==== RECORDS FOR THIS EXERCISE
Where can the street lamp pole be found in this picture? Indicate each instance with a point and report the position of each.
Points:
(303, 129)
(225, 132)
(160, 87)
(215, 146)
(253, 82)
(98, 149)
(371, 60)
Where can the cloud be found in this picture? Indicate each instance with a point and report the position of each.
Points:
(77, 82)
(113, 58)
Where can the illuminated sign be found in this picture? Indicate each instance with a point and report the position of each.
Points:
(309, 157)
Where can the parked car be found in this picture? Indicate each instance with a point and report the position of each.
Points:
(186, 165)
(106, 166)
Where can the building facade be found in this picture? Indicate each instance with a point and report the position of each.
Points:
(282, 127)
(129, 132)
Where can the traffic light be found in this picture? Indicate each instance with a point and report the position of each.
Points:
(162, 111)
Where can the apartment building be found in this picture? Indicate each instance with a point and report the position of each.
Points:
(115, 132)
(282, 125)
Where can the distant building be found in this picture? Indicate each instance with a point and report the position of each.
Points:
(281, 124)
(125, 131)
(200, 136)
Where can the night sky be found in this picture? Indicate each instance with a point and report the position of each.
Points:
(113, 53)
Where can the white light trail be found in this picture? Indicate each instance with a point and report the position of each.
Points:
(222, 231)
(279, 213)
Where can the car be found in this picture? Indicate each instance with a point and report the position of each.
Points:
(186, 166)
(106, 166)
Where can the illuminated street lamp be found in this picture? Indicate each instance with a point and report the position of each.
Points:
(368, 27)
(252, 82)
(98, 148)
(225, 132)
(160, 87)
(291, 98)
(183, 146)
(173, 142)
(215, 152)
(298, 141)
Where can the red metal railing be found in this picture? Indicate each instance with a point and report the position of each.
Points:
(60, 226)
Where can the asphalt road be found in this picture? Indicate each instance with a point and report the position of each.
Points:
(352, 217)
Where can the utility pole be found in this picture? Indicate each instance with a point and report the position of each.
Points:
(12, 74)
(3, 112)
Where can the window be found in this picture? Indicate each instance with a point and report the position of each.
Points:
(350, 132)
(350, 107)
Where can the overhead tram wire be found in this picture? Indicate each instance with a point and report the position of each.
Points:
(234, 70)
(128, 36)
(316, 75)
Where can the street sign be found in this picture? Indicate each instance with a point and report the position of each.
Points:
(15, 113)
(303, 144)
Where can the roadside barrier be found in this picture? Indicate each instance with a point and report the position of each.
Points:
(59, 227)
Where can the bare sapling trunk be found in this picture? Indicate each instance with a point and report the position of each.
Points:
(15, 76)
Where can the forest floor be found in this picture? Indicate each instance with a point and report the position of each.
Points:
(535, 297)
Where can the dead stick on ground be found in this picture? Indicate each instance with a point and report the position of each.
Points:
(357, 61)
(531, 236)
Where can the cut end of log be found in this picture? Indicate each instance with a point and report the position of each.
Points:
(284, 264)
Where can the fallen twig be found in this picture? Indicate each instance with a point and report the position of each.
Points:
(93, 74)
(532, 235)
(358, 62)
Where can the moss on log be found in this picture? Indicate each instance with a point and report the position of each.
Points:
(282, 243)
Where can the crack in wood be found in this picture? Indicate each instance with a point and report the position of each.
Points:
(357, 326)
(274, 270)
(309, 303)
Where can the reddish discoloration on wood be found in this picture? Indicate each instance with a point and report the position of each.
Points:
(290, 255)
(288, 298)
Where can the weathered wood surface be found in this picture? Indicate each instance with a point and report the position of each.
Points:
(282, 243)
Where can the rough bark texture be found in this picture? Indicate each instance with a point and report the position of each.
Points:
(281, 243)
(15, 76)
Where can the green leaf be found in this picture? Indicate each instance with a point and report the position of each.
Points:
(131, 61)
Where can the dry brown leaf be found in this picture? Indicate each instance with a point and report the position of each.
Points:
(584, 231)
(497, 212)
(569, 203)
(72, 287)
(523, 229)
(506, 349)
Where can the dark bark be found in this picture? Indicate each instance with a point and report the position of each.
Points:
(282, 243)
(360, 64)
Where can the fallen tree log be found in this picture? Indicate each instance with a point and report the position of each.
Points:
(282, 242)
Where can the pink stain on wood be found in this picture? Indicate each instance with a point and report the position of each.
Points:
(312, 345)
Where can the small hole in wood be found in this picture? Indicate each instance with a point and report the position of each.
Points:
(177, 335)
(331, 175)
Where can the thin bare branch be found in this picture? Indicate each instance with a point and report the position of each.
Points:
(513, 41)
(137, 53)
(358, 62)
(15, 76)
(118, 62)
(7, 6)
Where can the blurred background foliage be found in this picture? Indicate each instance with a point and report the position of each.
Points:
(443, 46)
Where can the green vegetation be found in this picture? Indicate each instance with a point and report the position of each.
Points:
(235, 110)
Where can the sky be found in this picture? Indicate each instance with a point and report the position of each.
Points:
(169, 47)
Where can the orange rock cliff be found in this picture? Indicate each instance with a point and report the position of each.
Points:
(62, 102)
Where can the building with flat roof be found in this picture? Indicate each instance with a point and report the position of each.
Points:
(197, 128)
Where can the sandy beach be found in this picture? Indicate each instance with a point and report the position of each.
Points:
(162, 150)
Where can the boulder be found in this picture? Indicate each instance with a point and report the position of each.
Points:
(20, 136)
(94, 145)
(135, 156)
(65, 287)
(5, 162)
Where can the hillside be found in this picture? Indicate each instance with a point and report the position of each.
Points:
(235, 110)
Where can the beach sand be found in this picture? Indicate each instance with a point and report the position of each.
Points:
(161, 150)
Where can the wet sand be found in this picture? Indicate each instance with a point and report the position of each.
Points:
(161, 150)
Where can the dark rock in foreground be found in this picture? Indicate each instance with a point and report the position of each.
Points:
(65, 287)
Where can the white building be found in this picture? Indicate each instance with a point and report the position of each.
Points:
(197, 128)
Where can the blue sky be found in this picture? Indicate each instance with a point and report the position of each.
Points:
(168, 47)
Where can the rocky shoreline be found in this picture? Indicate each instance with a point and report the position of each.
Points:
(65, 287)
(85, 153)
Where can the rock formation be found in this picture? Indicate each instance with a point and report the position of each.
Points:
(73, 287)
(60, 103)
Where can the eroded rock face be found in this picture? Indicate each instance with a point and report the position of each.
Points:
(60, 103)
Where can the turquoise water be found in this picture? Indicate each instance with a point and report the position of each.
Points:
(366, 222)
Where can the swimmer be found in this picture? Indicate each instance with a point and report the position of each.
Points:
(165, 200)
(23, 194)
========
==== RECORDS FOR THIS EXERCISE
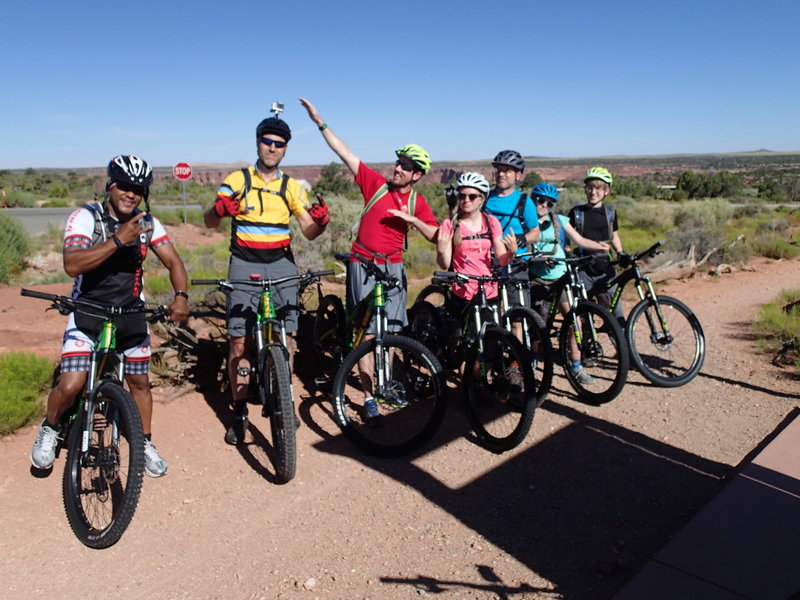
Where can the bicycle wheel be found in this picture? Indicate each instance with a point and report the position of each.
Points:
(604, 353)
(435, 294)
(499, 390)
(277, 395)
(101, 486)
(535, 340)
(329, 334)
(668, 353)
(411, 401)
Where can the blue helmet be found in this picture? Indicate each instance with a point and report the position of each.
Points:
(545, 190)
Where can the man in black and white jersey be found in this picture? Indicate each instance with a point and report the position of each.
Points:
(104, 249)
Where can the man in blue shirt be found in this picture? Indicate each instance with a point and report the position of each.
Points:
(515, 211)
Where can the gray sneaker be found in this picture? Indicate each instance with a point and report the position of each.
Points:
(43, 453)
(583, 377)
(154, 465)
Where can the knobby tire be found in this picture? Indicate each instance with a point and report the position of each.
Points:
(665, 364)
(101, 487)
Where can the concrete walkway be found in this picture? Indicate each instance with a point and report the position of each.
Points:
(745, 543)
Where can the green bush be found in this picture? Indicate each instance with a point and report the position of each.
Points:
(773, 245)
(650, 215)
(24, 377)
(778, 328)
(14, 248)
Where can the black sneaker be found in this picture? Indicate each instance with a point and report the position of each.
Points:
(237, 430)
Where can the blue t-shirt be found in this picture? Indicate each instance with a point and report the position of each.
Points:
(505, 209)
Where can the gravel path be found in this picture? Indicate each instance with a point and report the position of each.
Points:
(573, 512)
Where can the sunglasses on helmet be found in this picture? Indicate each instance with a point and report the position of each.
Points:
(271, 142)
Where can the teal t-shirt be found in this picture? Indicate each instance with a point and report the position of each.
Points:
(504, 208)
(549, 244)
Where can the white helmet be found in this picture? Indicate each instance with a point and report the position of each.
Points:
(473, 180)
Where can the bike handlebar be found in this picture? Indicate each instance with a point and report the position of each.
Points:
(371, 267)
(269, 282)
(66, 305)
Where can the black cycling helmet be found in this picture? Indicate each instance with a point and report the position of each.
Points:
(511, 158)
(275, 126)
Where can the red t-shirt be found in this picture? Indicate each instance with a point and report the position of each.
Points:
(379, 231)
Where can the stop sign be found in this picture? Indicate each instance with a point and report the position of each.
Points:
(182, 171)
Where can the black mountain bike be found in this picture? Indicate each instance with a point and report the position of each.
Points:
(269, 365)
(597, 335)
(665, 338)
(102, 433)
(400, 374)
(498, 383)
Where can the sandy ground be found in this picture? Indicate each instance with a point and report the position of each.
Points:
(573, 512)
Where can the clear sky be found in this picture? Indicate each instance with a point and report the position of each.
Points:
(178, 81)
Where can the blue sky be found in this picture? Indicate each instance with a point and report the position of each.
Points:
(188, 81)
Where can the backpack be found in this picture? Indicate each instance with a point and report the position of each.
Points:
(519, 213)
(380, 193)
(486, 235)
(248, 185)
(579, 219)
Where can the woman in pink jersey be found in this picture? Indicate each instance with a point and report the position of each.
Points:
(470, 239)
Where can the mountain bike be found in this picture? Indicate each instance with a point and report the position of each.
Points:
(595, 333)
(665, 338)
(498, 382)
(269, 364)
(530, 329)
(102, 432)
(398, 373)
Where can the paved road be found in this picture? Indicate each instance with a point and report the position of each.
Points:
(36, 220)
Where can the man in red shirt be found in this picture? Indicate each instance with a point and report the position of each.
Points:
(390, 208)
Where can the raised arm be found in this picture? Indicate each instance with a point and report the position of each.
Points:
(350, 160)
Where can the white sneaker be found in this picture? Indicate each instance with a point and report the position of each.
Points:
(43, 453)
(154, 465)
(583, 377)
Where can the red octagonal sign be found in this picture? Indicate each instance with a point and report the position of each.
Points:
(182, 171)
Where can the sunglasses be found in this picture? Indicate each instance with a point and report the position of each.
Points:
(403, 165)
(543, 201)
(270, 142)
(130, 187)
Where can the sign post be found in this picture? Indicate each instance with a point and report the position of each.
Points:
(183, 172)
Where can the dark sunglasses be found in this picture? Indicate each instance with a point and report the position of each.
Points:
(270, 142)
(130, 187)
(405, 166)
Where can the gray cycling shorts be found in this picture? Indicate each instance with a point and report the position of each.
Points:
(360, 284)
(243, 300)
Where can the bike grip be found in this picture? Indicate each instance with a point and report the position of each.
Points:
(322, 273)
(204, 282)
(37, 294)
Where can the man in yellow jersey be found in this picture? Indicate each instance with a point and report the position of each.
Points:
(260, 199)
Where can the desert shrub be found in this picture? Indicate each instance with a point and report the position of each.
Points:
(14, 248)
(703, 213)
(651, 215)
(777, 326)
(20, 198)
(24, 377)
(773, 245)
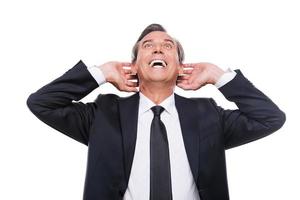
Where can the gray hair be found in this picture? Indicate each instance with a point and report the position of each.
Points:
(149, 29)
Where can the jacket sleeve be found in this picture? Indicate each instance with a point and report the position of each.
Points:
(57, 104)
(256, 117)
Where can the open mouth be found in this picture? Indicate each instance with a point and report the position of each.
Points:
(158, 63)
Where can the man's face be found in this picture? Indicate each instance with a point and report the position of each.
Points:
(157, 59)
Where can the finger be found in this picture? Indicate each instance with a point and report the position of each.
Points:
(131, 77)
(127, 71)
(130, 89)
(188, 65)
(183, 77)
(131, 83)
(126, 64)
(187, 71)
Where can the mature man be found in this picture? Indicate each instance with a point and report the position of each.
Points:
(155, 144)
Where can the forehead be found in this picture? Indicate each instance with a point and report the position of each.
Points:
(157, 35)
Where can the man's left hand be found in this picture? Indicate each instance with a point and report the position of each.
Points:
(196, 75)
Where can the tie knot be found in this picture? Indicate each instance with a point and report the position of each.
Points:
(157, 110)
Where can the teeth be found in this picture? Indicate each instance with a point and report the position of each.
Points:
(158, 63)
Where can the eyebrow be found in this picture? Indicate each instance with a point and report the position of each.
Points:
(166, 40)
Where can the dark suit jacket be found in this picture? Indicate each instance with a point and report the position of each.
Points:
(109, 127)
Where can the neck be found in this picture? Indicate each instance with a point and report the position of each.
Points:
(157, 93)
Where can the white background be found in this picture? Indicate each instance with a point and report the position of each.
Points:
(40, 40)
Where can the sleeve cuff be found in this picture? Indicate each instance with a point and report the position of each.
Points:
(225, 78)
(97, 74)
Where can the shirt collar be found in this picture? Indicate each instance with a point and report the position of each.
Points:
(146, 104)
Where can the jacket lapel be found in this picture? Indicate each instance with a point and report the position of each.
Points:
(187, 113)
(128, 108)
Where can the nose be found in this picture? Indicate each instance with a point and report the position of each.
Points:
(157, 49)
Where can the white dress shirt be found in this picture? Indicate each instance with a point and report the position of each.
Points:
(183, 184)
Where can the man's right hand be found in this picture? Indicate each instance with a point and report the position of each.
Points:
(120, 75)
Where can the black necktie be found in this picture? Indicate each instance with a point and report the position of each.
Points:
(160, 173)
========
==== RECORDS FOR THIS EXERCISE
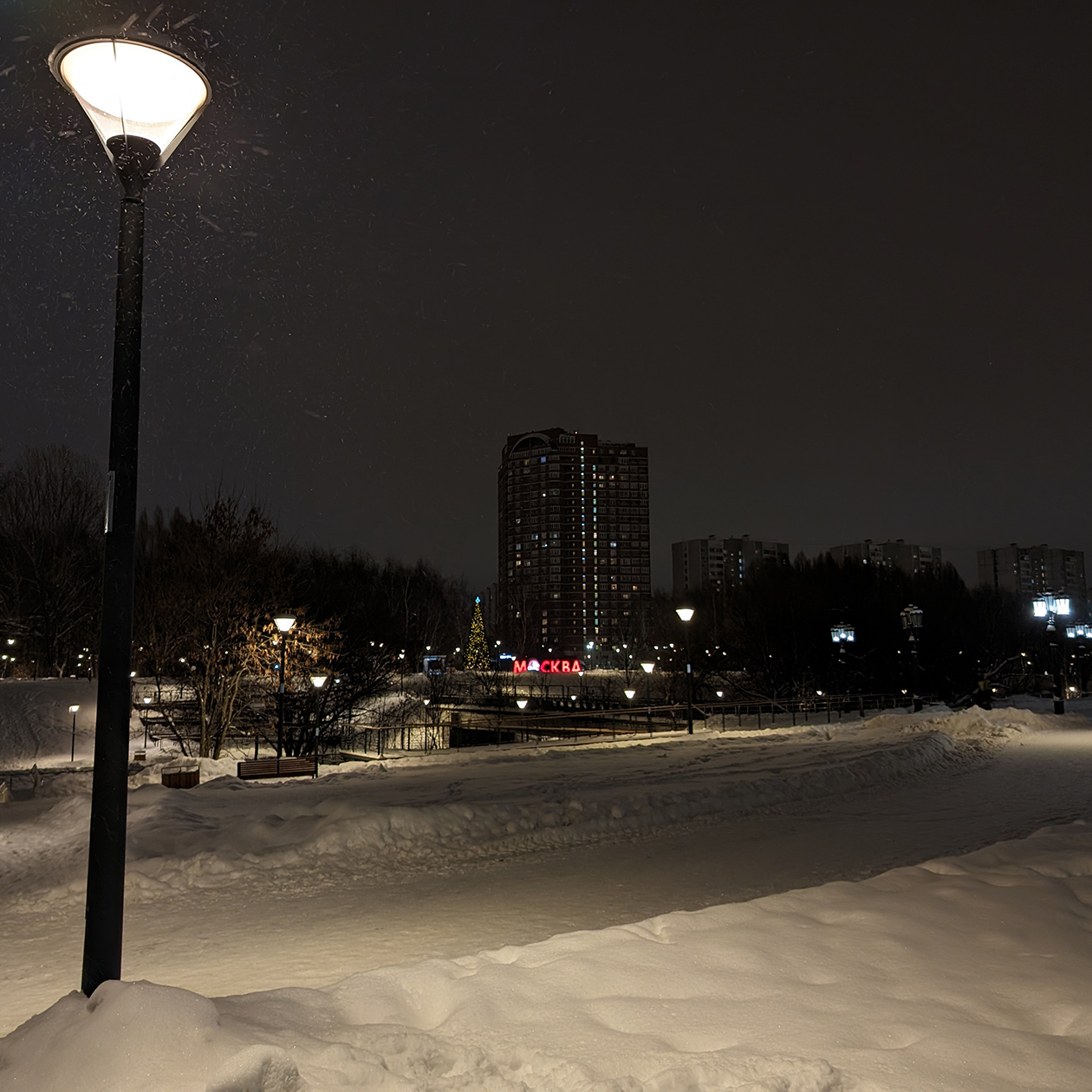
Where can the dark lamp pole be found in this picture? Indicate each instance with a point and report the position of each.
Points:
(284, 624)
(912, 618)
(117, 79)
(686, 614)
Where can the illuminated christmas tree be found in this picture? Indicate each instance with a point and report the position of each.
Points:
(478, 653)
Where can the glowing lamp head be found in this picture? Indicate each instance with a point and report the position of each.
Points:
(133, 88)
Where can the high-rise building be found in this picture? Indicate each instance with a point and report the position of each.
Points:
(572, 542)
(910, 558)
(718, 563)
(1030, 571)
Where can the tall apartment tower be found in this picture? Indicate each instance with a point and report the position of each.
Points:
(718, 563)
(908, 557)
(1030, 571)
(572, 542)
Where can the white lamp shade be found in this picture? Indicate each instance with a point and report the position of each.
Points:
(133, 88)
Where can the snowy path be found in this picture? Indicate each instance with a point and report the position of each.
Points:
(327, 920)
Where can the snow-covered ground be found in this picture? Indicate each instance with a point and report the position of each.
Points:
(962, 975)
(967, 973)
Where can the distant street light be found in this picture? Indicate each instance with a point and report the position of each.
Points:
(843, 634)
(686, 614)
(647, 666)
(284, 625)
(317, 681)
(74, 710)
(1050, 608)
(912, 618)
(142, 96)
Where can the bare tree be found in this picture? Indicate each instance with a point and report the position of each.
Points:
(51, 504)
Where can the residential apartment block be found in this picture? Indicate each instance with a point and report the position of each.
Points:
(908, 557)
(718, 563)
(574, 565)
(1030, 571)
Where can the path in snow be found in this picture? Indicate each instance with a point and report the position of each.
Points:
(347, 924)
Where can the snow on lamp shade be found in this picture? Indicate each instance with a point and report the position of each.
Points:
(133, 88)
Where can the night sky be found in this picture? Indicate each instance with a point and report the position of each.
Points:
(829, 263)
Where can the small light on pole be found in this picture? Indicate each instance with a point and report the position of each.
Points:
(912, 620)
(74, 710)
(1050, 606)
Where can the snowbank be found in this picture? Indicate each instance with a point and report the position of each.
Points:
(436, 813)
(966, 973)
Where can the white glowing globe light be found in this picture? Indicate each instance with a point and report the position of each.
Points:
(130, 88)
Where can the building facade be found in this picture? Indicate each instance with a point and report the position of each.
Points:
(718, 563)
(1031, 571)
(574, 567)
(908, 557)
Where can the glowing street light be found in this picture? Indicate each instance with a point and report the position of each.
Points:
========
• [TASK ITEM]: Report each line of the data in which "beach" occurs.

• [ANSWER TO THIS EXERCISE]:
Where can the sandy beach be found in this picture? Indicate each instance with a point and report the position of each.
Where can the beach sand be found in this picture? Indicate each instance with a point and report the position of each.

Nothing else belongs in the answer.